[WORK TO BE COMPLETED] Rewrite the data from the line containing "Expected: one point per instance of the tree, reported" through the end, with every "reported" changed to "given" and nothing else altered.

[Dataset records on object locations]

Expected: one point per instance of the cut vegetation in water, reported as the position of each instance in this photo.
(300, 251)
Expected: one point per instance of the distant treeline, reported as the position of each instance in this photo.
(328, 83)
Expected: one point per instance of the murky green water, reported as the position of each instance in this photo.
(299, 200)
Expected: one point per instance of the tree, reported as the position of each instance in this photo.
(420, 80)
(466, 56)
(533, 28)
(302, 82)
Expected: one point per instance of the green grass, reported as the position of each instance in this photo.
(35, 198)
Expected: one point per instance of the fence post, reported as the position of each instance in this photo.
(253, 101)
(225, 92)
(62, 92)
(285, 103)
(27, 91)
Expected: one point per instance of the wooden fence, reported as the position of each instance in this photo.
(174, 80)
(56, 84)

[ANSWER]
Expected: one point per instance of the tree, given as the position of each instance in this photo.
(420, 80)
(466, 56)
(533, 28)
(302, 82)
Expected: one point per instance of the green grass, given as the position of each instance in this photo.
(35, 198)
Expected: one point per instance of the fence post, given as the position of each instance in this photo.
(253, 101)
(225, 92)
(62, 92)
(285, 103)
(27, 91)
Expected: one point per instance of the wooden fence, given as the position of each instance in this photo.
(174, 80)
(56, 84)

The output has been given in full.